RECORDS SUPPLIED =>
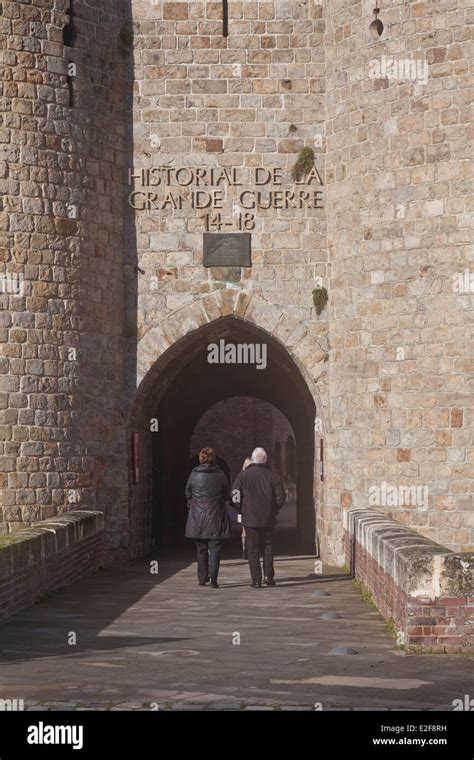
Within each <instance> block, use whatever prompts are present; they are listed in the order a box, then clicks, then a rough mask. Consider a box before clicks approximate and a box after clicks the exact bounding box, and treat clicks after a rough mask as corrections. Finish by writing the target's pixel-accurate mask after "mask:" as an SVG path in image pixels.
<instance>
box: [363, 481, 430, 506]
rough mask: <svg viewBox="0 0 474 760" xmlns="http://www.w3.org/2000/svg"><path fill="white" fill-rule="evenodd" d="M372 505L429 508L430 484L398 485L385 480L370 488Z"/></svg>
mask: <svg viewBox="0 0 474 760" xmlns="http://www.w3.org/2000/svg"><path fill="white" fill-rule="evenodd" d="M369 505H370V506H371V507H410V506H411V507H420V508H422V509H427V508H428V486H415V485H413V486H396V485H390V483H386V482H385V480H383V481H382V482H381V483H380V485H377V486H375V485H374V486H371V487H370V488H369Z"/></svg>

YOUR GOAL => Reproduce every line of the records above verbatim, but omit the pictures.

ANSWER TO THE EXERCISE =>
Within each <instance> block, use whatever prompts are present; they are listed in the order a box, then clicks, then a rough mask. Consider a box before clicks approximate and a box after clicks the exact bounding box, and treat clicks after a rough mask as corrections. Finish by writing the target's pixel-accurate mask after "mask:" as an SVG path in image pixels.
<instance>
box: [363, 481, 430, 506]
rough mask: <svg viewBox="0 0 474 760" xmlns="http://www.w3.org/2000/svg"><path fill="white" fill-rule="evenodd" d="M372 505L429 508L430 484L398 485L385 480L370 488Z"/></svg>
mask: <svg viewBox="0 0 474 760" xmlns="http://www.w3.org/2000/svg"><path fill="white" fill-rule="evenodd" d="M369 505H370V506H371V507H410V506H411V507H420V508H422V509H427V508H428V486H415V485H413V486H396V485H390V483H386V482H385V480H383V481H382V482H381V483H380V485H377V486H375V485H374V486H371V487H370V488H369Z"/></svg>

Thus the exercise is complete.